The trend continued throughout the 2000s and right up to our own time today. Like a blockbuster franchise that keeps rolling out the sequels, prophecy punditry found new ways to repurpose and repackage the end-times formula for a fresh audience.

Hal Lindsey himself was back in action with revised editions of The Late Great Planet Earth and other spin-offs. Expectedly, Mockbusters and knockbusters soon followed. Hopeful Lindsey wannabes like John Hagee, David Jeremiah, and Joel Rosenberg raced to interpret every war, every natural disaster, and every new Mid-East headline as a harbinger of the end times. Tim Lahaye finally jumped on the bandwagon and left the rest behind. His series continued to expand its cinematic universe through films, graphic novels, and tie-in merchandise like nothing before or since.

Which brings us to today.

 

Newsfeed Exegesis

The rise of social media and digital access platforms has created a new arena for all of this Doomsday Indoctrination. YouTube channels, TikTok clips, and streaming video now decode current events in real time and foster new fears of being left behind. Like a continuous loop that never quits, an endless algorithm of end-times sensation endlessly reinforces the latest prophetic speculation.

For example, a popular reel from  End Time Inc declares, “We use current events to show how these prophecies are coming to pass right now, letting us know we are just prior to the Second Coming of Jesus Christ and the Battle of Armageddon.”

The problem is that Hal Lindsey, Tim LaHaye, John F. Walvoord, Billy Graham, and the rest all used “current events to show how these prophecies” were “coming to pass” right then, back in the 70s, the 80s, and the 90s. But they were wrong. All of them. They weren’t even in the ballpark. Those decades have come and gone with no Second Coming and no Battle of Armageddon. No world war, no tribulation. Nothing even close to what they predicted.

**ENTRIES SHOWN**
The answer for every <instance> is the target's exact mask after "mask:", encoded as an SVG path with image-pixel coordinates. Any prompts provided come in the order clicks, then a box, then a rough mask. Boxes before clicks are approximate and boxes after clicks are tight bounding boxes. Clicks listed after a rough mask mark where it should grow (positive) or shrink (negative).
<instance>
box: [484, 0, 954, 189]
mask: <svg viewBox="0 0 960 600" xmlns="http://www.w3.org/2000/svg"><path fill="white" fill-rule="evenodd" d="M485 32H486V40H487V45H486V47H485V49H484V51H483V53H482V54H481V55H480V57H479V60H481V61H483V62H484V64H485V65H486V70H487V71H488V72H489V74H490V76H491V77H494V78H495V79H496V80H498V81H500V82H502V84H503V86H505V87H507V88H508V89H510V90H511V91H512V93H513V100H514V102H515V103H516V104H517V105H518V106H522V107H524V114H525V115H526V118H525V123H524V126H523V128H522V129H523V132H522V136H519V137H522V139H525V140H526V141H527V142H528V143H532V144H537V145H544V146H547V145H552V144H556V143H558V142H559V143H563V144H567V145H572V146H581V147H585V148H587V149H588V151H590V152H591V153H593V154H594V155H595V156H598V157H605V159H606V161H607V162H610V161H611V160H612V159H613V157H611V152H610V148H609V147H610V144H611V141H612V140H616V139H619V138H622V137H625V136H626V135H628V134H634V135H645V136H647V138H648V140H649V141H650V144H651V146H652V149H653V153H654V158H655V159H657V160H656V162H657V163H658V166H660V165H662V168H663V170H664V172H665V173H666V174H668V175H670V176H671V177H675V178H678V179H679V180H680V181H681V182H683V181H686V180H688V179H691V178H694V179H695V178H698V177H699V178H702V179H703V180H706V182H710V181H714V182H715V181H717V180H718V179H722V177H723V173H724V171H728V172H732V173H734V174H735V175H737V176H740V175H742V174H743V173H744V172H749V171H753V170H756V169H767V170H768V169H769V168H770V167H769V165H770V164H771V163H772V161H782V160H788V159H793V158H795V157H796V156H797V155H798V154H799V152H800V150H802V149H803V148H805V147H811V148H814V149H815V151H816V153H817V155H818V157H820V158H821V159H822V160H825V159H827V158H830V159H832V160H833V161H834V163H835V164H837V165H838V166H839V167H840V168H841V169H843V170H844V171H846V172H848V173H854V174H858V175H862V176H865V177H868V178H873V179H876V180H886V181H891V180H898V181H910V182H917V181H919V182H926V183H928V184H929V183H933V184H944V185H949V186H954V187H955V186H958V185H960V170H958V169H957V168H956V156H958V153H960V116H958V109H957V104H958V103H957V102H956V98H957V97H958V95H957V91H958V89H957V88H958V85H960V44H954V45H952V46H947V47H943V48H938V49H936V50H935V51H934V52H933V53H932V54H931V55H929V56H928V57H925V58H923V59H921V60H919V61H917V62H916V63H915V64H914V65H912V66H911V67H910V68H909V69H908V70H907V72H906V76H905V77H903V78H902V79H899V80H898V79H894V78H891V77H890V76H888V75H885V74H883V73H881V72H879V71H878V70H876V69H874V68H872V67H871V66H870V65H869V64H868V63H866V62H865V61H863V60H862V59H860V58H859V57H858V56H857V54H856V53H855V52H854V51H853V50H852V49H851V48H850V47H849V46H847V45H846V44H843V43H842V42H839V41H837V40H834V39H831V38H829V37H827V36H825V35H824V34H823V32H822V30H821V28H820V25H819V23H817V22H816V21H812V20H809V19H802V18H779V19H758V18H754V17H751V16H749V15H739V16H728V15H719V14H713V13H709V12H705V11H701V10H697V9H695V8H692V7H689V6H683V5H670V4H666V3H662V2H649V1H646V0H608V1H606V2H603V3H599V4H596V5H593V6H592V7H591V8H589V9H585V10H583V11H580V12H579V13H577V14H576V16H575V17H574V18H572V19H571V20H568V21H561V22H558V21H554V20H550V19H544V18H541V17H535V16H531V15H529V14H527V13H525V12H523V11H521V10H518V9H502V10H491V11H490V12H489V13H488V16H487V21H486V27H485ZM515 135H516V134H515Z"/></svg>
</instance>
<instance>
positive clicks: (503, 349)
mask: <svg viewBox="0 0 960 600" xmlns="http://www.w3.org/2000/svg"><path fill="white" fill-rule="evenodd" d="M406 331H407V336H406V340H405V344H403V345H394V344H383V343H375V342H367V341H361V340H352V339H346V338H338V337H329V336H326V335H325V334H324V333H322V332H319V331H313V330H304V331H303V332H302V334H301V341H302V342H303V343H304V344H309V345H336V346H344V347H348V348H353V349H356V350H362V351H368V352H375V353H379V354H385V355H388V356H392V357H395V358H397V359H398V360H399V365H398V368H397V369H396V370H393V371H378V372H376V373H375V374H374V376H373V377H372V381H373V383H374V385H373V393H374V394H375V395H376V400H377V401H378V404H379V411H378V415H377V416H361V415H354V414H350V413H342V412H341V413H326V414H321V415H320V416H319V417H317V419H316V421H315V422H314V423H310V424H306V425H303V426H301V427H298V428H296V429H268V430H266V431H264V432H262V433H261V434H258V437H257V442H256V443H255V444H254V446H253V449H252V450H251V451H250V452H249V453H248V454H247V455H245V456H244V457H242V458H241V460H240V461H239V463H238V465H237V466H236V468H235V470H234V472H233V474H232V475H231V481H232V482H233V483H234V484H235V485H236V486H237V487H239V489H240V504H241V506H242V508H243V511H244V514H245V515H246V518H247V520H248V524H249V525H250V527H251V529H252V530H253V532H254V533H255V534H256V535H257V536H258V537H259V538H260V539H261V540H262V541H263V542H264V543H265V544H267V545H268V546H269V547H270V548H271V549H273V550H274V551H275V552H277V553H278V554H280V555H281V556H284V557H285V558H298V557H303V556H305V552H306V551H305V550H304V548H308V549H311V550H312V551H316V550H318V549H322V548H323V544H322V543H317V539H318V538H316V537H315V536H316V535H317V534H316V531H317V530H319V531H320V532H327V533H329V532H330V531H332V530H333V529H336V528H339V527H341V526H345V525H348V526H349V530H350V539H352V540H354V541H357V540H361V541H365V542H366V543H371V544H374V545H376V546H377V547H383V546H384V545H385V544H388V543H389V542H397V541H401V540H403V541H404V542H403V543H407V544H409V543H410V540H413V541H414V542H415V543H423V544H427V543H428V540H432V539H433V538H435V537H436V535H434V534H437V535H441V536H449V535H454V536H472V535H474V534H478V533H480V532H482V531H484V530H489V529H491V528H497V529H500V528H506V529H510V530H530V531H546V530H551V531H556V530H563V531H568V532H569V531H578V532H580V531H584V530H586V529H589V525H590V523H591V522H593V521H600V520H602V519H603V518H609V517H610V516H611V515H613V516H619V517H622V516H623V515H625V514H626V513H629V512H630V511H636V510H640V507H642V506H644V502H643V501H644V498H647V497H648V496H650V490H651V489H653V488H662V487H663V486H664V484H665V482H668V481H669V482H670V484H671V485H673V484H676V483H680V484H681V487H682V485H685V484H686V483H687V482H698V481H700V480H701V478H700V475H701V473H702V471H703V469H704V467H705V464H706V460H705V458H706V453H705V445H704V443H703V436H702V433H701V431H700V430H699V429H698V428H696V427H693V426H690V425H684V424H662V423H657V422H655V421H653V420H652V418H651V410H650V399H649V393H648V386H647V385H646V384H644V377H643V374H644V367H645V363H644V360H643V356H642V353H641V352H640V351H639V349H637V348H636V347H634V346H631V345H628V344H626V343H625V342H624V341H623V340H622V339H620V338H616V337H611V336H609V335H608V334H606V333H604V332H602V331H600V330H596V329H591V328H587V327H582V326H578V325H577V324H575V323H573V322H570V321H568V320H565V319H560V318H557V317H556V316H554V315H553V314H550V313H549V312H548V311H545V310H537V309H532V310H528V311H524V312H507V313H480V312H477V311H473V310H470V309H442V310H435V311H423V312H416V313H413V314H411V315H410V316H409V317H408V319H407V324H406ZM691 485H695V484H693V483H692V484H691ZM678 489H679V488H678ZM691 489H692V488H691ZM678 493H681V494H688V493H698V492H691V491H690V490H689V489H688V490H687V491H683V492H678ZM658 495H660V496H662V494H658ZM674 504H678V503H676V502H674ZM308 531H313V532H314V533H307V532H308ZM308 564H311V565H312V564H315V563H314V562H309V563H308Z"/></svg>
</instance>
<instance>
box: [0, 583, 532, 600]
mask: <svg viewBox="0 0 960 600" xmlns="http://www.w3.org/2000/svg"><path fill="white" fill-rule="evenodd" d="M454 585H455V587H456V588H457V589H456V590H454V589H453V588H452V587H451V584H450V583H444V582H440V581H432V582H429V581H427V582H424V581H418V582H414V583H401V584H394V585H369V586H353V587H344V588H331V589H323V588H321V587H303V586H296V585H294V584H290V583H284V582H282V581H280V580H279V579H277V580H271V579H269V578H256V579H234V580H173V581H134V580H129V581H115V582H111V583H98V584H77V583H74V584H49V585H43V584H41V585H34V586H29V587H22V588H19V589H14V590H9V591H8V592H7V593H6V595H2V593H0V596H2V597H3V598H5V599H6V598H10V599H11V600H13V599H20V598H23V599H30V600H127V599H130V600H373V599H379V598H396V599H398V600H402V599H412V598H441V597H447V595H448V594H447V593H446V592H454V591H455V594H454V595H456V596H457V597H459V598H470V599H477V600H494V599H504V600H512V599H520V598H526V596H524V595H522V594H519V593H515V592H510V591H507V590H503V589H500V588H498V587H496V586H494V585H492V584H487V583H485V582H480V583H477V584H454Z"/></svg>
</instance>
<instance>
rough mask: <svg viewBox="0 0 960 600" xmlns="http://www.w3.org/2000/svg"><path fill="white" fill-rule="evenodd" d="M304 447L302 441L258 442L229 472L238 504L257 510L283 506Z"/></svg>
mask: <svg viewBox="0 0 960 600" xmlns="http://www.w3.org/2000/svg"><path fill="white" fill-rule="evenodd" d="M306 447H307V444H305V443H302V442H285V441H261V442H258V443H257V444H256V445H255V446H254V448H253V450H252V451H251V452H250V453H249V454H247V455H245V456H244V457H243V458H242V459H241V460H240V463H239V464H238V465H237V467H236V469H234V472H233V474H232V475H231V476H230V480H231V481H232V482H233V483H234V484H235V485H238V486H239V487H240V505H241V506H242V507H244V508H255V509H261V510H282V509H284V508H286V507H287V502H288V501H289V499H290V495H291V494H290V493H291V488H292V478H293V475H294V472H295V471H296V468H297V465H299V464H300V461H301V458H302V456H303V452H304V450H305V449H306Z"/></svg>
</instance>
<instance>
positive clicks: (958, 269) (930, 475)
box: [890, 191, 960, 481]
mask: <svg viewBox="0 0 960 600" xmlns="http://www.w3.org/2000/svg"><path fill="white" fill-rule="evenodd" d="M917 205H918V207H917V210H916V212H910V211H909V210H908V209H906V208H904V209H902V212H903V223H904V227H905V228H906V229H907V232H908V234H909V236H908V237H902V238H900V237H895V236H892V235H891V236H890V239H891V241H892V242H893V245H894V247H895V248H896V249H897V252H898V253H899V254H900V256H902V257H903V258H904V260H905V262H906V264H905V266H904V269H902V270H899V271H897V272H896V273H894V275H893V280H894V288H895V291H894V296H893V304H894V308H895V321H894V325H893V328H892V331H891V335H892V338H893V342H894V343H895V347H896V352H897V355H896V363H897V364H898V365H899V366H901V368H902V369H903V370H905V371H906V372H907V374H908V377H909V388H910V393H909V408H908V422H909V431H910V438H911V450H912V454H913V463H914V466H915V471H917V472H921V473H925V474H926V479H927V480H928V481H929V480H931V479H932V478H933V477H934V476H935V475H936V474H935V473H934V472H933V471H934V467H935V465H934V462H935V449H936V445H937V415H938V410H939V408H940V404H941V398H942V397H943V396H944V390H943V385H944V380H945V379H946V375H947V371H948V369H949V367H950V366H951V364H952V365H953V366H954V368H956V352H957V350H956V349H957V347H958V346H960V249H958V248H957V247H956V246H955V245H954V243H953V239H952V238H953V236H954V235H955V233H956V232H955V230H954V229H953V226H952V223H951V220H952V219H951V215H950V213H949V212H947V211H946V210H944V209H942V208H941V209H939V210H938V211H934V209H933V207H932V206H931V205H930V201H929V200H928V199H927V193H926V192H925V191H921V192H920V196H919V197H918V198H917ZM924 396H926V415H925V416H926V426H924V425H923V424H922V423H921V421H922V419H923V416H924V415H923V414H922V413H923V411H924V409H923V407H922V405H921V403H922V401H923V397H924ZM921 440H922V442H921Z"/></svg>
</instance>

**PROBLEM STATEMENT**
In the text on end-times prophecy punditry, why does the author see a problem with the End Time Inc claim that current events show the prophecies coming to pass right now? Answer in one to three sentences.

**YOUR RESPONSE**
Hal Lindsey, Tim LaHaye, John F. Walvoord, Billy Graham and others used current events in the same way in the 70s, 80s and 90s to say the prophecies were being fulfilled then, and they were all wrong. Those decades passed with no Second Coming, no Battle of Armageddon, no world war and no tribulation.